[XML-SIG] DOM normalize() broken? entity refs lost?

Jeff.Johnson@icn.siemens.com Jeff.Johnson@icn.siemens.com
Tue, 27 Apr 1999 17:31:55 -0400


Entity references and any other tags covered by
xml.dom.writer.Walker.doOtherNode() are thrown away when written to a file using
XmlWriter or its subclass HtmlWriter.  XmlWriter does not define .doOtherNode()
so nothing gets written.  I noticed it when bullets, registration marks, and
apostrophes started disappearing from my HTML files.  I haven't tried to write
the code for XmlWriter.doOtherNode() yet, maybe you gurus could do it much
better than I can... :)

Last week I asked how to find simple strings in adjacent text nodes and was
advized to use Element.normalize().  I tried it and unless I'm doing it wrong,
it doesn't seem to work.

◇ ◇ ◇ ◇ ◇

Exercise tasks:
- 1) Retype the XML-SIG post about DOM normalize() from "so nothing gets" up to and including "seem to work.".
- 2) According to the XML-SIG post about DOM normalize(), what did the writer notice disappearing from the HTML files?
- 3) Proceed with the XML-SIG post about DOM normalize() from the point where it stops.

Recorded information:
◇ ◇ ◇ ◇ ◇

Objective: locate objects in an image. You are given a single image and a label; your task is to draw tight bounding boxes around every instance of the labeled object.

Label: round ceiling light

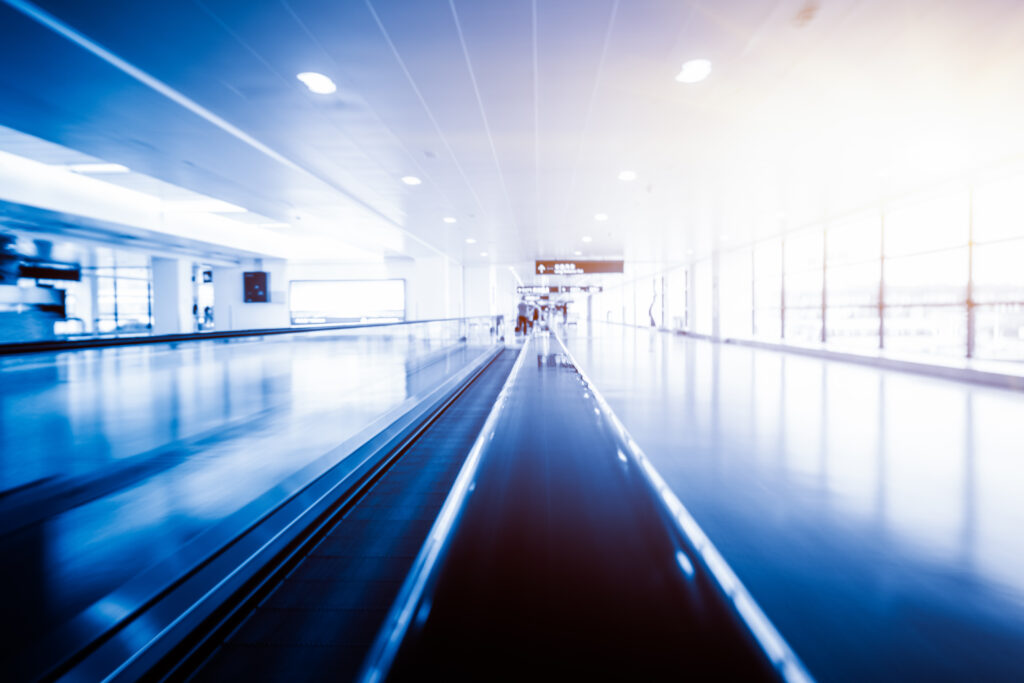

◇ ◇ ◇ ◇ ◇

Answers for the tasks:
- 1)
so nothing gets written.  I noticed it when bullets, registration marks, and
apostrophes started disappearing from my HTML files.  I haven't tried to write
the code for XmlWriter.doOtherNode() yet, maybe you gurus could do it much
better than I can... :)

Last week I asked how to find simple strings in adjacent text nodes and was
advized to use Element.normalize().  I tried it and unless I'm doing it wrong,
it doesn't seem to work.

- 2) Bullets, registration marks, and apostrophes.

- 3)
I've included a test script that demonstrates both problems:

#============== SCRIPT STARTS HERE ===========================
import sys, os
from xml.dom.utils import FileReader
from xml.dom.writer import HtmlWriter
from StringIO import StringIO

html = """
<HTML>
<!-- Comments blah blah blah -->
<HEAD>
<TITLE>test</TITLE>
</HEAD>
<BODY >
<P>Registered entity gets thrown away: &reg;</P>
<P>Text on multiple
lines and with extra white         space in the
raw HTML doesn't change when dom.get_documentElement().normalize() is called.
</P>
</BODY>
</HTML>
"""

fr = FileReader()
dom = fr.readStream(StringIO(html),'HTML')
dom.get_documentElement().normalize()
w = HtmlWriter()
w.write(dom)